**WHAT TO WORK ON**
Extract exactly and only the lines of the data below, starting at the line with "Can you please pinpoint where the suit jacket" and stopping after the final line.

-- -- --

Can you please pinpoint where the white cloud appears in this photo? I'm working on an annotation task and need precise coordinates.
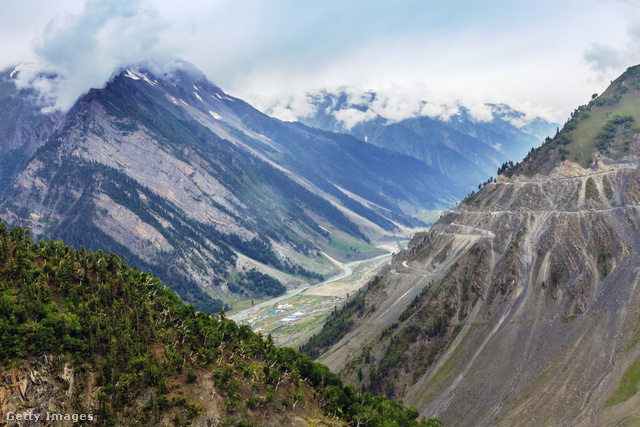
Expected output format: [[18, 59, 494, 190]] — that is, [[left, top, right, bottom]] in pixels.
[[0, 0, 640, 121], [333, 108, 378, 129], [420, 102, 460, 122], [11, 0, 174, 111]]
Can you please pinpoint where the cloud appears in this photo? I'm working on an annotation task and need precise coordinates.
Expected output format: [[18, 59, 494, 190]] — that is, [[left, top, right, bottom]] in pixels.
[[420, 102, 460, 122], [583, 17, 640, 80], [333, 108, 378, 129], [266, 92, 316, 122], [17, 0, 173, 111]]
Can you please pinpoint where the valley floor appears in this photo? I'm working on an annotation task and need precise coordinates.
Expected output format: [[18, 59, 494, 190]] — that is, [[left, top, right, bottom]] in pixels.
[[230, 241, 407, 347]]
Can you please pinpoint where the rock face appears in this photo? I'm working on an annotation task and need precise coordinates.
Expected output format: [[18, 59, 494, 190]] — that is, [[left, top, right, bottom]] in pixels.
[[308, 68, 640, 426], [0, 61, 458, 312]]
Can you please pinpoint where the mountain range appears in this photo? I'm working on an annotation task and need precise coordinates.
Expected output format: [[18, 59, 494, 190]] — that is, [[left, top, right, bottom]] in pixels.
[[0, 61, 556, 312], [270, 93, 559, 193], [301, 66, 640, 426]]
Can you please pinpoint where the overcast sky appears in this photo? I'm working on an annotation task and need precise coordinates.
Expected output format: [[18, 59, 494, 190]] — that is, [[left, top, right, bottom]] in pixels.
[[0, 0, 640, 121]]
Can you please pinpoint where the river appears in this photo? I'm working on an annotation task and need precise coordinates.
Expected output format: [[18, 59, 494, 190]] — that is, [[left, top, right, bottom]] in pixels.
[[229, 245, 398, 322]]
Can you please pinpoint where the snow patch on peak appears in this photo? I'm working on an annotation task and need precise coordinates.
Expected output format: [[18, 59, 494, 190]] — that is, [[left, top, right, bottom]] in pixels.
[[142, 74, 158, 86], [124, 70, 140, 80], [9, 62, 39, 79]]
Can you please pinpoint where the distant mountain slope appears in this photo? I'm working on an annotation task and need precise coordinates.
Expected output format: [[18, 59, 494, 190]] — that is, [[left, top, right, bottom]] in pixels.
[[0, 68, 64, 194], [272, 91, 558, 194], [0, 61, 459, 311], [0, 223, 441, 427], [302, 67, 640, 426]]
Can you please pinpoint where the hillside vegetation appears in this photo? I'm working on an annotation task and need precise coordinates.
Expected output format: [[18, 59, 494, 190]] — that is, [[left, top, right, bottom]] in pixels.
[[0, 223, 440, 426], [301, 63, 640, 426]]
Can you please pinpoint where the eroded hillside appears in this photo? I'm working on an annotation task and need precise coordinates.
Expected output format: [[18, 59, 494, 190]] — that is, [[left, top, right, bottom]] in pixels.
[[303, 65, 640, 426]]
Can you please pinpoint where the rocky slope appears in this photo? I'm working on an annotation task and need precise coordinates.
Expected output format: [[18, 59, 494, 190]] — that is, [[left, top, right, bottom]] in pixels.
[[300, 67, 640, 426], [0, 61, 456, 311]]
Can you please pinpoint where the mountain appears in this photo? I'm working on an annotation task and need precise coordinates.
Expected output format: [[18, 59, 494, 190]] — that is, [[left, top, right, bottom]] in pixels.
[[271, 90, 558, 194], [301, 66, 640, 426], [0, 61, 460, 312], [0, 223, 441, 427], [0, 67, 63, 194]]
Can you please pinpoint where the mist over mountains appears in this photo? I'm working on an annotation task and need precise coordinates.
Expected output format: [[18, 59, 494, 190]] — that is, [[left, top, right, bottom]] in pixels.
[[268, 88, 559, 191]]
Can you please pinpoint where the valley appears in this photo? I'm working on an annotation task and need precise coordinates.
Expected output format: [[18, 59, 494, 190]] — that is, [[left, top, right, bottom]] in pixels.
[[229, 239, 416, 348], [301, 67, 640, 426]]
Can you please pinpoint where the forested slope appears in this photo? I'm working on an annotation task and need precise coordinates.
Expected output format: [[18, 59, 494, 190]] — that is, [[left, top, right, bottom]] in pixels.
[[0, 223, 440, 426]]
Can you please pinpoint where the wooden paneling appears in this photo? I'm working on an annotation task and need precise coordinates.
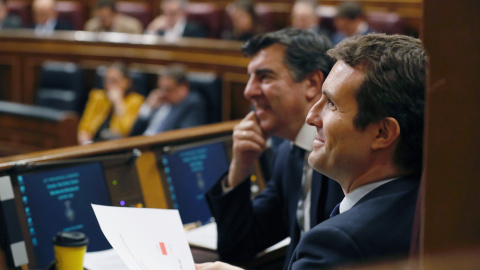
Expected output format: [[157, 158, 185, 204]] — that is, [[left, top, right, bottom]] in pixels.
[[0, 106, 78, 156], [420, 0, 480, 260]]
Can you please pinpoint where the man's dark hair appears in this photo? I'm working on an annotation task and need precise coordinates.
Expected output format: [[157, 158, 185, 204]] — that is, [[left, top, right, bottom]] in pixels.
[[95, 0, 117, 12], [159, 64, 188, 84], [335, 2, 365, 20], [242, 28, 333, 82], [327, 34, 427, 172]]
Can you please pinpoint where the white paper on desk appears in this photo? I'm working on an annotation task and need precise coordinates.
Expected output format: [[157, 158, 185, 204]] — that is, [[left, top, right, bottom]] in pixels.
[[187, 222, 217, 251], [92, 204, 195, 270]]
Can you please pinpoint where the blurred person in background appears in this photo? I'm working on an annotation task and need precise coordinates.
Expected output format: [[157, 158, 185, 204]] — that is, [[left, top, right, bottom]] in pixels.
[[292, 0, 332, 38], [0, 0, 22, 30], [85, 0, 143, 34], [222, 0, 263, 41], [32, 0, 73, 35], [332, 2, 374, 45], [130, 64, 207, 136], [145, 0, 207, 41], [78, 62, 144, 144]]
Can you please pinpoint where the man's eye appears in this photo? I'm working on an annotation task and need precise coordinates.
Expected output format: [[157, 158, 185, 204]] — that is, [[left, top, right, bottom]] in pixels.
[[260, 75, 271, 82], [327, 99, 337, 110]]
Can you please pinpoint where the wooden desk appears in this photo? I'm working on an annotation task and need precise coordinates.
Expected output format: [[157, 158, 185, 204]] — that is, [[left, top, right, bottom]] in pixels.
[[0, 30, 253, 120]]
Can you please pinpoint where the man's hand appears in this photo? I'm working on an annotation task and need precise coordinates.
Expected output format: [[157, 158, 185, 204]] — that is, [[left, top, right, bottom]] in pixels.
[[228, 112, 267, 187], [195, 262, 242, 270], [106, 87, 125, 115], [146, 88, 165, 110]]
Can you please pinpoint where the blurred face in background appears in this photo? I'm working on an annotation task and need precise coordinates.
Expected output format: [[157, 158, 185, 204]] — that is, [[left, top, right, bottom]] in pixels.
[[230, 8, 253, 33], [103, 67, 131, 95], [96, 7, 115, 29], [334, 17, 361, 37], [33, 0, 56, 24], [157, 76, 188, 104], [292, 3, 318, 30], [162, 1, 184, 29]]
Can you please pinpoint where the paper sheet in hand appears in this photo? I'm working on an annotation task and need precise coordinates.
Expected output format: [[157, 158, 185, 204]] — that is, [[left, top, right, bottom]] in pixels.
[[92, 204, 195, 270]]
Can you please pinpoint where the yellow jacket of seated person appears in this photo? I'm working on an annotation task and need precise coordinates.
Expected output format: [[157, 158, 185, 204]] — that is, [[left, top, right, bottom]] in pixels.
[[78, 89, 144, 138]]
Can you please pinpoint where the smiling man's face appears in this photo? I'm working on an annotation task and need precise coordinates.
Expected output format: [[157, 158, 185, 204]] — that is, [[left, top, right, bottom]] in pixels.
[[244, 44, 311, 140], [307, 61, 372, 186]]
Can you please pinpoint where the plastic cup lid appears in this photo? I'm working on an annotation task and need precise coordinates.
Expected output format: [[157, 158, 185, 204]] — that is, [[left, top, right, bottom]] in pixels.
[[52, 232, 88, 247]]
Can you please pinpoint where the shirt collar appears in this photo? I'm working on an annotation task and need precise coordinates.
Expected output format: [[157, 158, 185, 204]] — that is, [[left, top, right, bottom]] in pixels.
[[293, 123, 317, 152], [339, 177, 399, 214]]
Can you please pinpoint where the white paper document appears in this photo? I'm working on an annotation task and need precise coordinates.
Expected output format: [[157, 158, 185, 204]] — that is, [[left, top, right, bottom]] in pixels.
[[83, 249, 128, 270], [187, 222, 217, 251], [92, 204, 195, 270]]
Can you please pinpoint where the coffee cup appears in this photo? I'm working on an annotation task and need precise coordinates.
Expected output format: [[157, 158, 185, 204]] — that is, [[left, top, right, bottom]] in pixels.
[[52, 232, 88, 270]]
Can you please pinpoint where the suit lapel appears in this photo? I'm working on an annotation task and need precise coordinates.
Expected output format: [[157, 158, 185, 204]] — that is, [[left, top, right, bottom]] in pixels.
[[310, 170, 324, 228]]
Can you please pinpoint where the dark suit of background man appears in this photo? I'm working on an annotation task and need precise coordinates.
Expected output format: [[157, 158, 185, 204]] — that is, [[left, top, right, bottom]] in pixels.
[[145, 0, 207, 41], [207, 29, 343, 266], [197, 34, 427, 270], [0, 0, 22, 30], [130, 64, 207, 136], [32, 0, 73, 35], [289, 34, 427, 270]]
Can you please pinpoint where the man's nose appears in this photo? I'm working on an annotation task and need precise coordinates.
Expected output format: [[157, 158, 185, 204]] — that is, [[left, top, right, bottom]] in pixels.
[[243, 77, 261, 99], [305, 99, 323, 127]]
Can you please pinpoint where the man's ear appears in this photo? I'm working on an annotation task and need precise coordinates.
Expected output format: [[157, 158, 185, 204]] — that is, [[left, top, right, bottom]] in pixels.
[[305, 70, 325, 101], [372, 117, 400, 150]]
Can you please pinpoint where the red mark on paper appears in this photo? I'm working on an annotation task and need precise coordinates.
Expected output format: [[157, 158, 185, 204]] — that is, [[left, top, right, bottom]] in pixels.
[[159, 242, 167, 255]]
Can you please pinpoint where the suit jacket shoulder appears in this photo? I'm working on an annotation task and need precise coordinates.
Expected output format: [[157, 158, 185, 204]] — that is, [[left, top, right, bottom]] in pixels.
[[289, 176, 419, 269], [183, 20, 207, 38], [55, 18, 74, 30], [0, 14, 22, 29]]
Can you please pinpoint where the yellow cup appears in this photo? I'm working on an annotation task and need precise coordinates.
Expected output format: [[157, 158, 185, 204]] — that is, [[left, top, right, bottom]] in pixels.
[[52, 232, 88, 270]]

-- -- --

**SOLVED EXERCISE**
Can you please pinpoint where the suit jacket shoulder appears in this photo? I'm working on an annotation task and need precise coordinates.
Expected output format: [[157, 158, 185, 204]] — that is, [[left, top, right, bottom]] in pixels.
[[289, 176, 419, 269], [183, 20, 207, 38], [55, 18, 74, 30], [0, 14, 22, 29]]
Can you please pinpoint where the yellow cup appears in this photo? I'm working on an annotation task and need precise coordinates.
Expected output format: [[157, 158, 185, 204]] — that is, [[left, top, right, bottom]] in pixels.
[[52, 232, 88, 270]]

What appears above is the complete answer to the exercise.